In my presentation, I will outline three research areas aiming at tailoring functionality of polymer-based soft materials with particular emphasis on surfaces and interfaces. First, I will present simple methodologies leading to the formation of complex surface assemblies of surface-tethered polymers with continuous variation of physico-chemical properties (e.g., wettability, molecular weight, grafting density, chemical composition). I will then demonstrate how these grafted “gradient” surfaces can be employed to control the spatial distribution of nanosized adsorbates, i.e., nanoparticles and proteins, and administer proliferation of living cells on the surfaces. In the second part, I will illustrate how flexible SENs can be employed to tailor the surface grafting density of oligomers or polymers, create responsive (“smart”) surfaces with tailored response rate and characteristics, generate topographically corrugated surfaces comprising multidimensional cascades of wrinkles, or fabricate flexible color-changing sheets based on photochromic compounds. Application of functionalized SENs in material assembly, marine antifouling, and removal of organic phases (including crude oils) from water will also be discussed. Finally (if time permits), I will conclude with a brief survey of heteropolymers with adjustable monomer sequences (HAMS), which represent a new type of functional random copolymers that could play an important role in emerging areas pertaining to interfacial science and polymer assembly. HAMS are synthesized in a laboratory by “chemically coloring” the segments of a collapsed homopolymer (say, A) with a functionalizing agent (say, B) and then unraveling the resultant polymer to yield a random sequence of A and B segments, which “remembers” its original collapsed conformation and hence prefers some conformations over others. I will provide examples of a few case studies that unravel the tailorable interfacial and bulk selfassembly character of HAMS made of poly(styrene-co-4-bromostyrene) and its derivatives. Results of computer simulation studies will also be discussed that provide molecular insight into forming HAMS.

▶ [Data block]
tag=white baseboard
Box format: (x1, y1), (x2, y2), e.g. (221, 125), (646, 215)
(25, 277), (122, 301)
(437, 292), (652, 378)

▶ [Exercise 1] List the physico-chemical properties that the polymer surfaces abstract gives as examples of continuously varied properties in surface-tethered polymer assemblies.
▶ [Exercise 2] According to the polymer surfaces abstract, what material are the HAMS in the case studies made of?
The listing comes from a separate source and is unrelated to the text.

▶ [Result 1] wettability, molecular weight, grafting density, chemical composition

▶ [Result 2] Poly(styrene-co-4-bromostyrene) and its derivatives.